Gather every line in the listing below that contains the word "sepal" and copy each one out. Case counts.

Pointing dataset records
#####
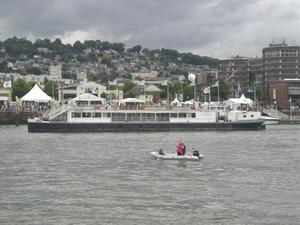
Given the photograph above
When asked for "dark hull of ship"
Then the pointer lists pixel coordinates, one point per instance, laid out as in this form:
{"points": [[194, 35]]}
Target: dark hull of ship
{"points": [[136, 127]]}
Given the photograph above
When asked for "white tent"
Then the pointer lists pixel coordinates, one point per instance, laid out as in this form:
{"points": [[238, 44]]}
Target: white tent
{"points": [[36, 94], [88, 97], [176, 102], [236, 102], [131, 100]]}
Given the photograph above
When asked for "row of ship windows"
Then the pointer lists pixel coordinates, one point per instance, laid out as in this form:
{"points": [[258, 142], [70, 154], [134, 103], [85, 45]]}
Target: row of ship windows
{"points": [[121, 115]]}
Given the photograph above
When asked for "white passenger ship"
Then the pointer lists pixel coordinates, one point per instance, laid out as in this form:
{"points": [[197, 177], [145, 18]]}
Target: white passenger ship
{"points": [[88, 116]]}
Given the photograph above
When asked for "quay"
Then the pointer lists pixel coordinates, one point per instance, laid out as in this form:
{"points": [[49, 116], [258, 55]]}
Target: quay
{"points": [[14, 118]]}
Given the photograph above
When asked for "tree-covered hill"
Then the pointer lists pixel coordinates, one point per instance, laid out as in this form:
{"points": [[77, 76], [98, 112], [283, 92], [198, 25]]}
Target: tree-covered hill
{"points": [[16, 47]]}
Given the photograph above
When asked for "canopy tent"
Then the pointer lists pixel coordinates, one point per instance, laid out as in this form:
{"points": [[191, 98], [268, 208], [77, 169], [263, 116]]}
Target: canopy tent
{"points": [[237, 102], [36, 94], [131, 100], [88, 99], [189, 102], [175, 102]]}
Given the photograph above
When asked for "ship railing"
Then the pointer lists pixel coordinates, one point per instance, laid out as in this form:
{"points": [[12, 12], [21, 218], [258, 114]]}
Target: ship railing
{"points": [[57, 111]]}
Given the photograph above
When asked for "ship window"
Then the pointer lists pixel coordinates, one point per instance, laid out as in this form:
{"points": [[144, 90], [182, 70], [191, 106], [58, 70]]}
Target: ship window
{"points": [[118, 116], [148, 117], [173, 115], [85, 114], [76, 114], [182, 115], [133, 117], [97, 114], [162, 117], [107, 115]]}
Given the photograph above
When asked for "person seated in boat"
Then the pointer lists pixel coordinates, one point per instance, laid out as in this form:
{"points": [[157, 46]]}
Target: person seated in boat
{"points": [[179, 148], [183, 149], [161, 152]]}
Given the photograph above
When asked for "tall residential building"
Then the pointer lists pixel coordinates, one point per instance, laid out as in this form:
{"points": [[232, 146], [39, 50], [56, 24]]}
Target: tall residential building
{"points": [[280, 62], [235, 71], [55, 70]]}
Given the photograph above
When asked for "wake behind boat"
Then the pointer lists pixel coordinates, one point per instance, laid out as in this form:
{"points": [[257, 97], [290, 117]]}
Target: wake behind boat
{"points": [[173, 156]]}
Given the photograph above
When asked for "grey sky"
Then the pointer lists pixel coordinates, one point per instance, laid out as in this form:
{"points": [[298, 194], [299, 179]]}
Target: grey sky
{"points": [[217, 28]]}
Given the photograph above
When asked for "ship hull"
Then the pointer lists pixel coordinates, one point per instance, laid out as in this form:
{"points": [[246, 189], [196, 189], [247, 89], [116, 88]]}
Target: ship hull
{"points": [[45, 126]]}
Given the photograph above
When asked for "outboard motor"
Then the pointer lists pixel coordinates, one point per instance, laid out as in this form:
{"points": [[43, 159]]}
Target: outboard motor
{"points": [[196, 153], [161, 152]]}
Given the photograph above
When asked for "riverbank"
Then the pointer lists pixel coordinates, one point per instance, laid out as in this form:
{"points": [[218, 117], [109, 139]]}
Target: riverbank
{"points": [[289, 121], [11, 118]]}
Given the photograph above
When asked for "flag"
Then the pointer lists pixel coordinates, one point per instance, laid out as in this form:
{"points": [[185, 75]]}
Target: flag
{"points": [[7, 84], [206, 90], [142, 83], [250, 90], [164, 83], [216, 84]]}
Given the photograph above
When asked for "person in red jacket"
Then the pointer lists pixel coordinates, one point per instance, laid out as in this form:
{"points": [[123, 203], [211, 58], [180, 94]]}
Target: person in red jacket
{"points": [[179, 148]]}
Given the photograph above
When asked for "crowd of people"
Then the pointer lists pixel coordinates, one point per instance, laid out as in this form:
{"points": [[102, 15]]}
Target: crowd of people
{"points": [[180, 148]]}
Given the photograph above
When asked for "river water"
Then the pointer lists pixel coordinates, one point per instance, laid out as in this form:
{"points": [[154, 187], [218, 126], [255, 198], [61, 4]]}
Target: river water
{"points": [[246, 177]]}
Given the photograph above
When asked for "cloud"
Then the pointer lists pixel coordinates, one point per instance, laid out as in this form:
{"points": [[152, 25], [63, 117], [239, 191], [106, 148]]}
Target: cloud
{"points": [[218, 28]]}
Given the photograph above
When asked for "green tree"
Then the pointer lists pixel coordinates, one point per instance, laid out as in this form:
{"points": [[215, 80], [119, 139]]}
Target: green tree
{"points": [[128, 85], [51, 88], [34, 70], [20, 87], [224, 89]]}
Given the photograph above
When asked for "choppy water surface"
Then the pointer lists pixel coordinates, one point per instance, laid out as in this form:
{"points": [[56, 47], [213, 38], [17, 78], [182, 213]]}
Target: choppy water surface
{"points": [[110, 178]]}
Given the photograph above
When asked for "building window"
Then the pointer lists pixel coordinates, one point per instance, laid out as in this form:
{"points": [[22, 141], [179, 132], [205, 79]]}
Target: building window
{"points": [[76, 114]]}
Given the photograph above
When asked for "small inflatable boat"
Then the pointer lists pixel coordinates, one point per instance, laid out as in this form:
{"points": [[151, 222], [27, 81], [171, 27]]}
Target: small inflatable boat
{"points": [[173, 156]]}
#####
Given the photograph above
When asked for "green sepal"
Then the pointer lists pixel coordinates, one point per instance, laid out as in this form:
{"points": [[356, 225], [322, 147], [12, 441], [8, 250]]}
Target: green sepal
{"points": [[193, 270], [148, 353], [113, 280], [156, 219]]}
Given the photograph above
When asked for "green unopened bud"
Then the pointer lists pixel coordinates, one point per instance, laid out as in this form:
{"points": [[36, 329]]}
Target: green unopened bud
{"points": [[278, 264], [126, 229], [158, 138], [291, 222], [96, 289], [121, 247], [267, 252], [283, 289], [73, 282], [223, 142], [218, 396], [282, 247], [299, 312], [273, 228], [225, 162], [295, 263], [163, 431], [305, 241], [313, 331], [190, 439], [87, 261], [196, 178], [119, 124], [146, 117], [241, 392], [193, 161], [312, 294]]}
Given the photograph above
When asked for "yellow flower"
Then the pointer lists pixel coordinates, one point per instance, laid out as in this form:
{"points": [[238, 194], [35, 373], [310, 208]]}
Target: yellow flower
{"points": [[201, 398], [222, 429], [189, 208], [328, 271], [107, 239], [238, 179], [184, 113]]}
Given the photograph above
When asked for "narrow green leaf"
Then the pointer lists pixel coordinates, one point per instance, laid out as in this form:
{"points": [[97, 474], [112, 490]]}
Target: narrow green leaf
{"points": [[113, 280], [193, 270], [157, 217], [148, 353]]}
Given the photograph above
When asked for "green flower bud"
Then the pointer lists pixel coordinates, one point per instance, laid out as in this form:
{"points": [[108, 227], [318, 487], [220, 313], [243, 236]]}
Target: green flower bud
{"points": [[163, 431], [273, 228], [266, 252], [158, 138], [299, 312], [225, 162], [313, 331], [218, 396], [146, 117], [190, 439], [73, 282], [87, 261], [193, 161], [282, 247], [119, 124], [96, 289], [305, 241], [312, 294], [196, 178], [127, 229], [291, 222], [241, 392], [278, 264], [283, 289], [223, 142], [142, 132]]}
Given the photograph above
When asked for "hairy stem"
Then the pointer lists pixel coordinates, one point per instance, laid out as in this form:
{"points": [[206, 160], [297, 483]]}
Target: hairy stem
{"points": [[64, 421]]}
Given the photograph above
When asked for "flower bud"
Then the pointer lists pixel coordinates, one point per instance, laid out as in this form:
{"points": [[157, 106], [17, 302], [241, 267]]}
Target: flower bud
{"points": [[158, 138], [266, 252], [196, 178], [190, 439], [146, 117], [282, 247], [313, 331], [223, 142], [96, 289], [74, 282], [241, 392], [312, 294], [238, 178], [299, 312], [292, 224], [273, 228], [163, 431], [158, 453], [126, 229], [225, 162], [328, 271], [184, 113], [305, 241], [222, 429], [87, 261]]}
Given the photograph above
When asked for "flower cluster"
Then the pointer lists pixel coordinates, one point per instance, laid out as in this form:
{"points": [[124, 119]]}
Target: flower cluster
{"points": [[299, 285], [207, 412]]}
#####
Result of this exercise »
When asked for "green sepal"
Target: green sepal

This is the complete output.